REQUIREMENT: Retype only the stretch of lines that starts with the line containing "Target: dark mulch bed" and ends with the last line of the records, both included, exactly.

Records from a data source
########################################
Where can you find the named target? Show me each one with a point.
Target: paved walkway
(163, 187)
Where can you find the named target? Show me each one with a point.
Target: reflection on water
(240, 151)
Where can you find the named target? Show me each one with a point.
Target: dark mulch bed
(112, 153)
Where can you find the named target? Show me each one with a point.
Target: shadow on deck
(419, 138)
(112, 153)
########################################
TASK SOLUTION:
Target: dark mulch bed
(112, 153)
Where can you find the named target? Show me each one with a point.
Target: shadow on deck
(419, 138)
(112, 153)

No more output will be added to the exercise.